**Task directions:**
Render every line of the entries below as a Markdown table with two columns, Row for the row number and Line for the text of that line. Leave out blank lines.

+++ Source data

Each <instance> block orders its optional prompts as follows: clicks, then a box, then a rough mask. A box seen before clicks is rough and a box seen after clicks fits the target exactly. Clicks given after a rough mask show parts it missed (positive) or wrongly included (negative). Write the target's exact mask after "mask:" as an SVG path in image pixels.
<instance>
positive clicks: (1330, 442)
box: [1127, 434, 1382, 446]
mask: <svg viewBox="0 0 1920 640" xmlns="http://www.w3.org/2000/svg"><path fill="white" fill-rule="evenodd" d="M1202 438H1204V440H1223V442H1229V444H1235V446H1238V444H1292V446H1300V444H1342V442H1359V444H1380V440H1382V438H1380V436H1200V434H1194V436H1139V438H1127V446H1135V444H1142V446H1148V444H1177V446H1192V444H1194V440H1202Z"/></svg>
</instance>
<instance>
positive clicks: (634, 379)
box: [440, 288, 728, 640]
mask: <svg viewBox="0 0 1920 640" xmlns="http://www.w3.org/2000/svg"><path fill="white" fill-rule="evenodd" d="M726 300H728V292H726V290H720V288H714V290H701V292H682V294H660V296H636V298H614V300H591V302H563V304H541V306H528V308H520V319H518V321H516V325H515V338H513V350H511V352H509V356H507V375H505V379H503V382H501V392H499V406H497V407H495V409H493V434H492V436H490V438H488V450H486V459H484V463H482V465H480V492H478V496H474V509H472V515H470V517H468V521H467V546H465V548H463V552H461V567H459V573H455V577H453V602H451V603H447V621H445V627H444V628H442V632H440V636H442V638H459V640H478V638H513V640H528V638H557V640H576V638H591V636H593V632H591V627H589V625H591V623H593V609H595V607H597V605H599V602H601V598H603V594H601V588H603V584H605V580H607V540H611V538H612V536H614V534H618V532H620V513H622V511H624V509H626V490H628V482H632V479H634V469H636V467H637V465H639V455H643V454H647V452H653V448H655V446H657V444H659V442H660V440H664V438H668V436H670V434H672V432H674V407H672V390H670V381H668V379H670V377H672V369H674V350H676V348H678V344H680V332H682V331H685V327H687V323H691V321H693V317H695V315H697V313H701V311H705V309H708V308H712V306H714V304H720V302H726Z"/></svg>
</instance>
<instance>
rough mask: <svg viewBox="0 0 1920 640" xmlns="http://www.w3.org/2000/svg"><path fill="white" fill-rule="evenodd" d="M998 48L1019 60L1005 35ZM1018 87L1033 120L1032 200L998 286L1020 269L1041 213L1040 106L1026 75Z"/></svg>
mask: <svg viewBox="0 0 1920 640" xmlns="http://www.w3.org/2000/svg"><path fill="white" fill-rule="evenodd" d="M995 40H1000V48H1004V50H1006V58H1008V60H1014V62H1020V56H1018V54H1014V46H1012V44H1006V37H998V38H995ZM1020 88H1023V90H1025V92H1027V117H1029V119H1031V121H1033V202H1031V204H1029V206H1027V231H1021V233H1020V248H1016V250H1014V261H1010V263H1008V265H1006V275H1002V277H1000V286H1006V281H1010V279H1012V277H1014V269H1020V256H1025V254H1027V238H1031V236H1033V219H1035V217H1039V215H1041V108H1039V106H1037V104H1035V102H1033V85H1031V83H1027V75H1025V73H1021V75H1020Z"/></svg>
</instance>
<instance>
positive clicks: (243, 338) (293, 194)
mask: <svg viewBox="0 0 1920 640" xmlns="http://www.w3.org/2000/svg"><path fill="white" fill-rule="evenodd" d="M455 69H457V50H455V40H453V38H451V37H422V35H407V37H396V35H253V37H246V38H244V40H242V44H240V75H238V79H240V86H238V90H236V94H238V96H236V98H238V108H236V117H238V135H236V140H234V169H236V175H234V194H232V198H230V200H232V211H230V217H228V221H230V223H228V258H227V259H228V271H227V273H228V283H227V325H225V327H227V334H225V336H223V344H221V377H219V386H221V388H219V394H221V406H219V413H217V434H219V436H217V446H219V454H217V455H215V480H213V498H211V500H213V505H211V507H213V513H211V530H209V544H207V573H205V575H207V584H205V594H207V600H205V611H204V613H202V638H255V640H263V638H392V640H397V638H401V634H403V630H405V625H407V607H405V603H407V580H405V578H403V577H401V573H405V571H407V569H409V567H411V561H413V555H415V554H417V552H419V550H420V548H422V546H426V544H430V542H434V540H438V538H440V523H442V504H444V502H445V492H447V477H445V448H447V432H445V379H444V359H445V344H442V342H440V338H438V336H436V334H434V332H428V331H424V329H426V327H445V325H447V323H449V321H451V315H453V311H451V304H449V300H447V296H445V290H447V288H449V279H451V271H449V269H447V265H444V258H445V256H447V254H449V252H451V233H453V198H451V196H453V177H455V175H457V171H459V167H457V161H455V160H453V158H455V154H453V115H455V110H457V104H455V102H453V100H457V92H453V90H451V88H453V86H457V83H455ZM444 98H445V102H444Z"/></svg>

++++++

**Response for this exercise:**
| Row | Line |
|---|---|
| 1 | Each <instance> block orders its optional prompts as follows: clicks, then a box, then a rough mask. A box seen before clicks is rough and a box seen after clicks fits the target exactly. Clicks given after a rough mask show parts it missed (positive) or wrongly included (negative). Write the target's exact mask after "mask:" as an SVG path in image pixels. |
| 2 | <instance> |
| 3 | positive clicks: (1330, 442) |
| 4 | box: [1127, 434, 1382, 446] |
| 5 | mask: <svg viewBox="0 0 1920 640" xmlns="http://www.w3.org/2000/svg"><path fill="white" fill-rule="evenodd" d="M1202 438H1204V440H1223V442H1229V444H1235V446H1238V444H1292V446H1300V444H1342V442H1359V444H1380V440H1382V438H1380V436H1200V434H1194V436H1139V438H1127V446H1135V444H1142V446H1148V444H1177V446H1192V444H1194V440H1202Z"/></svg> |
| 6 | </instance> |
| 7 | <instance> |
| 8 | positive clicks: (634, 379) |
| 9 | box: [440, 288, 728, 640] |
| 10 | mask: <svg viewBox="0 0 1920 640" xmlns="http://www.w3.org/2000/svg"><path fill="white" fill-rule="evenodd" d="M726 300H728V292H726V290H720V288H714V290H701V292H682V294H660V296H636V298H614V300H591V302H563V304H541V306H528V308H520V319H518V321H516V325H515V338H513V350H511V352H509V356H507V375H505V379H503V382H501V392H499V406H497V407H495V409H493V434H492V436H490V438H488V450H486V459H484V463H482V465H480V492H478V496H474V509H472V515H470V517H468V521H467V546H465V548H463V552H461V567H459V573H455V577H453V602H451V603H447V621H445V627H444V628H442V632H440V636H442V638H459V640H478V638H513V640H528V638H557V640H576V638H591V636H593V632H591V627H589V625H591V623H593V609H595V607H597V605H599V602H601V598H603V594H601V588H603V584H605V580H607V540H611V538H612V536H614V534H618V532H620V513H622V511H624V509H626V490H628V482H632V479H634V469H636V467H637V465H639V455H643V454H647V452H653V448H655V446H657V444H659V442H660V440H664V438H668V436H670V434H672V432H674V407H672V390H670V381H668V379H670V377H672V369H674V350H676V348H678V344H680V332H682V331H685V327H687V323H691V321H693V317H695V315H697V313H701V311H705V309H708V308H712V306H714V304H720V302H726Z"/></svg> |
| 11 | </instance> |
| 12 | <instance> |
| 13 | rough mask: <svg viewBox="0 0 1920 640" xmlns="http://www.w3.org/2000/svg"><path fill="white" fill-rule="evenodd" d="M998 48L1019 60L1005 35ZM1018 87L1033 120L1032 200L998 286L1020 269L1041 213L1040 106L1026 75Z"/></svg> |
| 14 | mask: <svg viewBox="0 0 1920 640" xmlns="http://www.w3.org/2000/svg"><path fill="white" fill-rule="evenodd" d="M995 40H1000V48H1004V50H1006V58H1008V60H1014V62H1020V56H1018V54H1014V46H1012V44H1006V37H998V38H995ZM1020 88H1023V90H1025V92H1027V117H1029V119H1031V121H1033V202H1031V204H1029V206H1027V231H1021V233H1020V248H1016V250H1014V261H1010V263H1008V265H1006V275H1002V277H1000V286H1006V281H1010V279H1012V277H1014V269H1020V256H1025V254H1027V238H1031V236H1033V219H1035V217H1039V215H1041V108H1039V106H1037V104H1035V102H1033V85H1031V83H1027V75H1025V73H1021V75H1020Z"/></svg> |
| 15 | </instance> |
| 16 | <instance> |
| 17 | positive clicks: (243, 338) (293, 194) |
| 18 | mask: <svg viewBox="0 0 1920 640" xmlns="http://www.w3.org/2000/svg"><path fill="white" fill-rule="evenodd" d="M455 69H457V50H455V40H453V38H451V37H422V35H407V37H396V35H253V37H246V38H244V40H242V44H240V75H238V79H240V86H238V90H236V94H238V96H236V98H238V108H236V117H238V135H236V140H234V169H236V175H234V194H232V198H230V200H232V211H230V217H228V221H230V223H228V258H227V259H228V271H227V273H228V283H227V325H225V327H227V334H225V336H223V344H221V377H219V386H221V388H219V394H221V406H219V413H217V434H219V436H217V446H219V454H217V455H215V480H213V498H211V500H213V505H211V507H213V513H211V530H209V544H207V573H205V575H207V584H205V594H207V600H205V611H204V613H202V638H255V640H263V638H392V640H397V638H401V634H403V630H405V625H407V607H405V603H407V580H405V578H403V577H401V573H405V571H407V569H409V567H411V561H413V555H415V554H417V552H419V550H420V548H422V546H426V544H430V542H434V540H438V538H440V523H442V504H444V502H445V492H447V477H445V448H447V432H445V379H444V359H445V344H442V342H440V338H438V336H436V334H434V332H428V331H424V329H426V327H445V325H447V323H449V321H451V315H453V311H451V304H449V300H447V296H445V290H447V288H449V279H451V271H449V269H447V265H444V258H445V256H447V254H449V252H451V233H453V198H451V196H453V177H455V175H457V171H459V167H457V161H455V160H453V158H455V154H453V115H455V110H457V104H455V102H453V100H457V92H453V90H451V88H453V86H457V83H455ZM444 98H445V102H444Z"/></svg> |